## STATED EXERCISE 1
From the photobook page, reproduce word for word the stretch from "To order please" through "exhuberantly frank images.".
## STATED EXERCISE 2
In the photobook page, condense the paragraph beginning "Mao Ishikawa studied with Shomei Tomatsu" into a short bulleted list that keeps its main facts.

## SELECTED TEXT
◇ ◇ ◇ ◇ ◇

“Life In Philly”

Photographs by Mao Ishikawa

 

Book published by Tokio Out of Place and Zen Foto Gallery

Price Y2,500 in Japan. 64 pages, B4 size.

To order please mail:  amanda@zen-foto.jp

日本語:http://www.outofplace.jp/G.OoP/Photobook%20Life%20in%20Philly.html

 

 

 

Mao Ishikawa studied with Shomei Tomatsu in Tokyo during the 1960s then returned to her native Okinawa where she recorded her uninhibited life in and around the bars surrounding the US military base on the island. In 1986 she visited a former GI friend who had returned home to live in a downtown neighborhood of Philadelphia. The unrestrained life she encountered was recorded in these exhuberantly frank images.

 

 

 

Text by Shomei Tomatsu:

 

The photographs of the “The Kin-Town Women” and the uncompromising life of the photographer who took them, a young lady who goes by the pen name of Ishikawa Mao, brings to mind a well-known Japanese proverb, “the mummy-snatcher becomes a mummy”. Originally referring to the mummified remains of grave robbers in the desert who died of thirst while searching in vain for buried Egyptian mummies so that they could steal and sell the priceless myrrh used to embalm them, the proverb is sometimes used to allude to an outside observer whose obsession with a subject causes him or her to become identified and inseparably at one with the subject.

 

Why I am reminded of this proverb can be readily understood when one learns that in order to take pictures of the Kin-Town women, Mao herself also became a Kin-Town woman. The Kin-Town women are the women who “befriend” the soldiers at the US base in Kin-Town, Okinawa.

 

I do not know precisely what Mao’s motive was for becoming a Kin-Town woman because I haven’t heard the story from her personally, but she once confessed that “I can’t separate myself from the photographs. The photographs are my reason for living, my passion”. This powerful drive probably explains why she had no hesitation in delving into the dark reaches of Kin-Town and becoming a Kin-Town woman herself in order that she could photograph them.

◇ ◇ ◇ ◇ ◇

## LISTED RECORDS
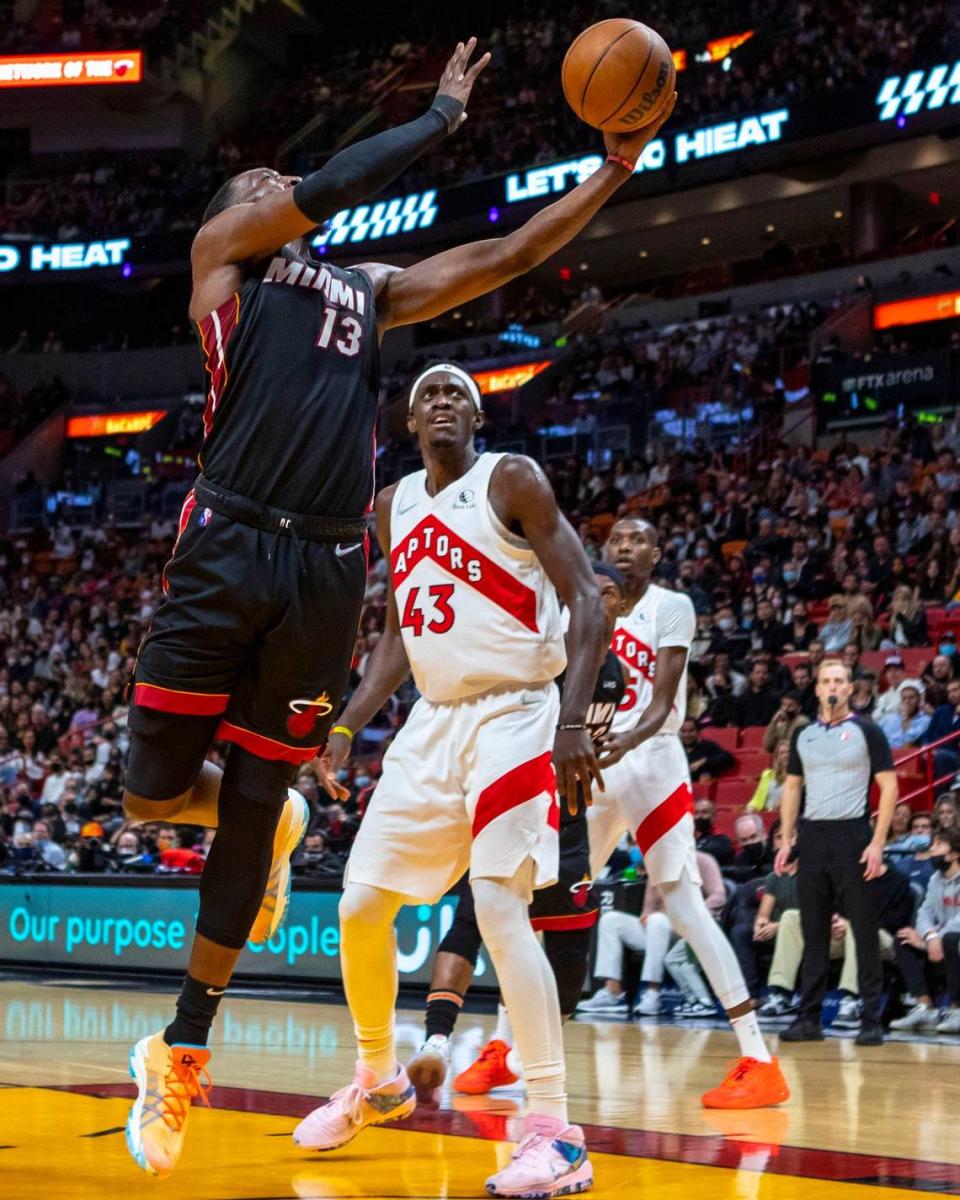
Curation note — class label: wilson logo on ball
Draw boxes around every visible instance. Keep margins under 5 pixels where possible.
[619,62,670,125]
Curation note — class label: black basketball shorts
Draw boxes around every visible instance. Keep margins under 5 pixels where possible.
[130,482,368,770]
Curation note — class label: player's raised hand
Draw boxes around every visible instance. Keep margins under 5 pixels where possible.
[604,91,677,162]
[313,733,352,800]
[553,730,604,817]
[437,37,490,125]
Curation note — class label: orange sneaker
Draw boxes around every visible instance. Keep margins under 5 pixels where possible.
[700,1058,790,1109]
[454,1038,518,1096]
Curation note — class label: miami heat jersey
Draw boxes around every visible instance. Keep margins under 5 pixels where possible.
[390,454,566,704]
[198,254,380,517]
[611,583,697,733]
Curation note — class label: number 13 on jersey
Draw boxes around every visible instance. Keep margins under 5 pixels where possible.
[400,583,456,637]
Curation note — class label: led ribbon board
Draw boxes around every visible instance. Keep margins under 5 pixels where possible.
[0,50,143,88]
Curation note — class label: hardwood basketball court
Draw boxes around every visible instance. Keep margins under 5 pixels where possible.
[0,978,960,1200]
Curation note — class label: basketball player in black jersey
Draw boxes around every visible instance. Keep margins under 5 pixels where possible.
[124,38,672,1175]
[407,563,626,1105]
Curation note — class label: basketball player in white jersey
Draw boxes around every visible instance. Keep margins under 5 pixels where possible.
[587,517,790,1109]
[294,364,605,1196]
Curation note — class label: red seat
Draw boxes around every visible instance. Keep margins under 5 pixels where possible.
[701,725,740,754]
[714,778,756,810]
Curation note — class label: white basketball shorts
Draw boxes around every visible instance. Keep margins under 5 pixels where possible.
[344,683,560,904]
[587,733,700,884]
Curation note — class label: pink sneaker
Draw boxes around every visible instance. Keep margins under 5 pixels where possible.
[487,1115,593,1200]
[293,1062,416,1150]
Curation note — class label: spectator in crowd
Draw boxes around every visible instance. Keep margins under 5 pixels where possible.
[763,690,810,754]
[577,853,727,1016]
[724,810,772,883]
[874,654,922,721]
[934,796,960,833]
[733,660,780,730]
[680,716,736,784]
[746,739,790,812]
[890,829,960,1033]
[694,796,734,866]
[877,685,930,750]
[881,583,928,649]
[817,593,853,654]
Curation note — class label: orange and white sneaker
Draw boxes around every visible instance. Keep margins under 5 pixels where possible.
[126,1032,212,1178]
[454,1038,520,1096]
[700,1058,790,1109]
[250,787,310,946]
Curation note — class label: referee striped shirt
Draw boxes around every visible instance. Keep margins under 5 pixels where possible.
[787,713,894,821]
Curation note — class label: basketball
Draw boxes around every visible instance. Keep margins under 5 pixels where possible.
[562,17,677,133]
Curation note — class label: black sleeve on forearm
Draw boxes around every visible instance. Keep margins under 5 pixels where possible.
[293,96,463,224]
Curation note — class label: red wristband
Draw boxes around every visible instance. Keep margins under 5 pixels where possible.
[607,154,637,175]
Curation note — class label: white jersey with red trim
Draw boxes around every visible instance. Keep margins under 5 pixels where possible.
[611,583,697,733]
[390,454,566,704]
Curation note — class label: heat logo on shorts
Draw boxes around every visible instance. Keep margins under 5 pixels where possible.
[287,691,334,738]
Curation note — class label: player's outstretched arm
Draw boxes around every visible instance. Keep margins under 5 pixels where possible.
[490,455,606,812]
[326,484,410,773]
[367,92,677,332]
[193,37,490,268]
[600,646,689,767]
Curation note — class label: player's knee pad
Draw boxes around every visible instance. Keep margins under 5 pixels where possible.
[190,746,294,950]
[337,882,402,937]
[473,880,533,954]
[220,745,296,823]
[126,704,220,801]
[437,900,482,965]
[544,929,593,1016]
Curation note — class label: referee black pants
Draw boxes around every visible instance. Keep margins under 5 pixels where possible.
[797,817,883,1025]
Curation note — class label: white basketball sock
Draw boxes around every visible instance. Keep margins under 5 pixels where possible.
[340,883,403,1084]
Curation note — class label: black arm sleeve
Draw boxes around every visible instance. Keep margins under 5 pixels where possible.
[787,725,806,776]
[293,96,463,224]
[857,719,893,779]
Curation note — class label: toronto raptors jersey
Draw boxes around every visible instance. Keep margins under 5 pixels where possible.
[612,583,697,733]
[197,254,380,517]
[390,454,566,704]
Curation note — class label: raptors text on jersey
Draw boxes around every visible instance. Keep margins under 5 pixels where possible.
[390,454,566,703]
[611,583,697,733]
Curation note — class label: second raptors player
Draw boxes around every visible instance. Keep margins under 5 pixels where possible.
[294,364,604,1196]
[587,517,790,1109]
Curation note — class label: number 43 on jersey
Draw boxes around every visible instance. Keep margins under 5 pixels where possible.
[400,583,456,637]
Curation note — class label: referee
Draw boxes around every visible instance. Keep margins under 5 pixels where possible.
[774,659,896,1046]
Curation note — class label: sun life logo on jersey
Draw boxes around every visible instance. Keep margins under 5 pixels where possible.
[287,691,334,738]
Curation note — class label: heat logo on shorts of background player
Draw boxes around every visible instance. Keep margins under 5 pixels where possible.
[287,691,334,738]
[570,875,593,908]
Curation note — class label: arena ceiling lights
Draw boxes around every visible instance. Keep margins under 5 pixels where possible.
[0,50,143,88]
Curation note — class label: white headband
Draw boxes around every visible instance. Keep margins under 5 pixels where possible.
[407,362,482,413]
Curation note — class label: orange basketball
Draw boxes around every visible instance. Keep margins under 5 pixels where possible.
[562,17,677,133]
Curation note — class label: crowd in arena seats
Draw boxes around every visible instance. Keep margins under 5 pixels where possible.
[0,348,960,1020]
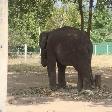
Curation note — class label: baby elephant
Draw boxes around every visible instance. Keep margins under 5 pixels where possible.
[39,26,93,91]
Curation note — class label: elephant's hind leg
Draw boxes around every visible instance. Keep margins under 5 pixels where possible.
[57,63,66,88]
[47,57,56,90]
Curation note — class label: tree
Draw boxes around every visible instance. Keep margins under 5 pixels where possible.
[45,3,80,30]
[9,0,55,47]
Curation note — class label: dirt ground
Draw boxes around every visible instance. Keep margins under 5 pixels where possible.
[7,56,112,112]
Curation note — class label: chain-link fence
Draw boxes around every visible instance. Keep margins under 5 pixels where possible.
[8,44,112,88]
[8,45,77,90]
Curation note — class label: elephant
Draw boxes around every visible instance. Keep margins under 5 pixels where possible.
[39,26,93,91]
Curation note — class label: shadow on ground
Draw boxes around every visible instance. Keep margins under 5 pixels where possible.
[7,64,112,107]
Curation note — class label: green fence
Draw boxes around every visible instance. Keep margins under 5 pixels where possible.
[93,42,112,55]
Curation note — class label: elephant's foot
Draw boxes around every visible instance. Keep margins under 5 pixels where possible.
[57,83,66,89]
[83,78,93,90]
[50,86,57,91]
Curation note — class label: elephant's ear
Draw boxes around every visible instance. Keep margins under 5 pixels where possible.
[39,32,48,49]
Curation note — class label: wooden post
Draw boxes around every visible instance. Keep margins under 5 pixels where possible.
[95,45,97,55]
[95,74,101,89]
[0,0,8,112]
[107,45,109,55]
[25,44,27,62]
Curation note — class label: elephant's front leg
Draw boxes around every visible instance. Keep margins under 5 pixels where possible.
[47,58,56,90]
[57,63,66,88]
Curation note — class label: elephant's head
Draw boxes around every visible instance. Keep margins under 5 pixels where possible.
[39,32,48,67]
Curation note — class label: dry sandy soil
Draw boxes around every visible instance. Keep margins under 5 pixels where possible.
[7,56,112,112]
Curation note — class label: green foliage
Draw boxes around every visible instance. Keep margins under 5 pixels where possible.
[46,3,80,30]
[92,5,112,42]
[9,0,54,47]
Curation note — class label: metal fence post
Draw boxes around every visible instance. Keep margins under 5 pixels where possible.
[0,0,8,112]
[107,45,109,55]
[25,44,27,62]
[95,45,97,55]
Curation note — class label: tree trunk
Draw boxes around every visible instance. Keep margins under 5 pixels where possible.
[95,75,101,89]
[0,0,8,112]
[87,0,93,37]
[78,0,84,31]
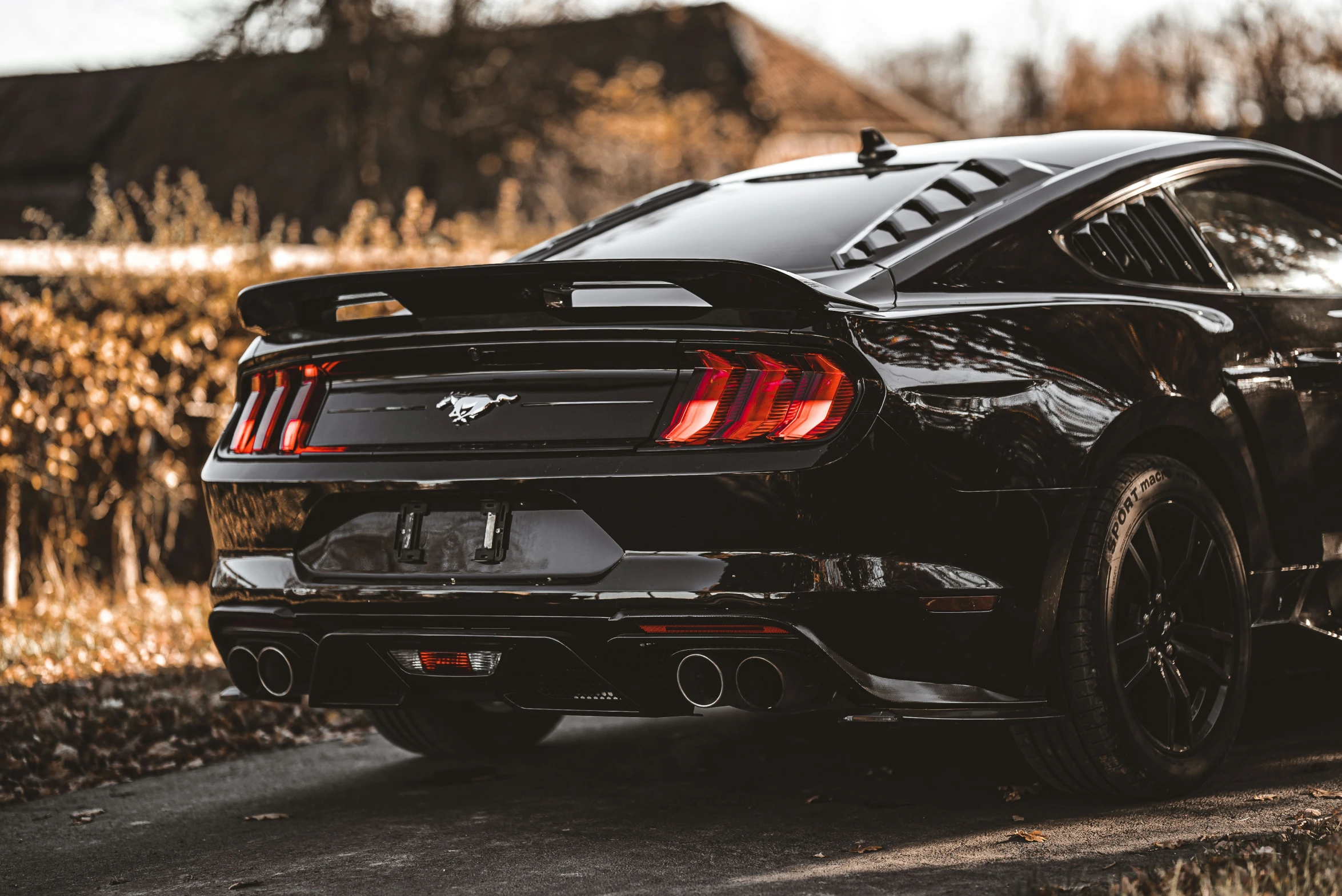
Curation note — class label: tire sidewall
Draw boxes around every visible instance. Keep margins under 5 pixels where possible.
[1087,456,1251,791]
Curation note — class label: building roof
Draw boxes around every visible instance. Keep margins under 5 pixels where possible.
[0,3,962,238]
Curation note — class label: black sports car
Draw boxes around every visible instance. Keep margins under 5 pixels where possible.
[203,130,1342,797]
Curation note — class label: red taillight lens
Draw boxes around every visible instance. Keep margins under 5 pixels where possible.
[769,354,852,440]
[639,622,788,634]
[659,350,855,445]
[662,351,739,444]
[279,364,322,453]
[228,364,330,455]
[228,373,270,455]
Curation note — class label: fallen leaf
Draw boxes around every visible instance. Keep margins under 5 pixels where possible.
[70,809,107,825]
[1151,839,1192,849]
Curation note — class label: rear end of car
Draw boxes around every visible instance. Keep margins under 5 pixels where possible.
[203,257,907,715]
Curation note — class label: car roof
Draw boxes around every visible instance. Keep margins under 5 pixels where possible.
[722,130,1216,180]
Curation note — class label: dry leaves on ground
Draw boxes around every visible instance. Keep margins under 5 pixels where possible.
[0,666,368,805]
[1151,838,1199,849]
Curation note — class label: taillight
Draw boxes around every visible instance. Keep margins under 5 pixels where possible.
[228,364,329,455]
[279,364,322,453]
[658,350,855,445]
[228,373,270,455]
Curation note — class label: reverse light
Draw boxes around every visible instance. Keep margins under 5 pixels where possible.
[639,622,788,634]
[388,650,503,674]
[658,350,855,445]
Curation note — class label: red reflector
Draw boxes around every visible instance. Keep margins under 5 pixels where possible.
[659,350,855,445]
[228,373,267,455]
[918,594,997,613]
[639,622,788,634]
[420,650,471,672]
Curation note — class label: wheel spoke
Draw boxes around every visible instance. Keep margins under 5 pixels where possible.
[1165,660,1193,749]
[1174,641,1231,684]
[1123,653,1155,691]
[1114,632,1146,653]
[1169,538,1216,608]
[1174,622,1235,644]
[1160,660,1178,750]
[1127,542,1155,590]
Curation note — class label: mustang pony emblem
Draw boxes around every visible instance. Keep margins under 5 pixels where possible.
[436,392,516,427]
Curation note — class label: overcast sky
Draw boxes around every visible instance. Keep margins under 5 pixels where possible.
[0,0,1288,74]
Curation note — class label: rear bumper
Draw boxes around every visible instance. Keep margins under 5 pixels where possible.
[211,541,1051,718]
[209,604,1055,719]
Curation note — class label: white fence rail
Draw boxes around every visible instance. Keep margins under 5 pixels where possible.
[0,240,512,276]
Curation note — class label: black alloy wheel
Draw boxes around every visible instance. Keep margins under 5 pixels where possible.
[1013,455,1249,798]
[1110,499,1247,755]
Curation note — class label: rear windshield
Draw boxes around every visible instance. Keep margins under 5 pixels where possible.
[546,165,953,271]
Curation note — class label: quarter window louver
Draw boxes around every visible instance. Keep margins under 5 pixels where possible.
[1063,189,1221,286]
[834,158,1048,267]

◇ ◇ ◇ ◇ ◇

## EXERCISE ANSWER 1
To order please mail:  amanda@zen-foto.jp

日本語:http://www.outofplace.jp/G.OoP/Photobook%20Life%20in%20Philly.html

 

 

 

Mao Ishikawa studied with Shomei Tomatsu in Tokyo during the 1960s then returned to her native Okinawa where she recorded her uninhibited life in and around the bars surrounding the US military base on the island. In 1986 she visited a former GI friend who had returned home to live in a downtown neighborhood of Philadelphia. The unrestrained life she encountered was recorded in these exhuberantly frank images.

## EXERCISE ANSWER 2
- She studied with Shomei Tomatsu in Tokyo during the 1960s.
- She then returned to her native Okinawa and recorded her uninhibited life in and around the bars surrounding the US military base there.
- In 1986 she visited a former GI friend who had returned home to live in a downtown Philadelphia neighborhood.
- The unrestrained life she found there was recorded in the frank images of this book.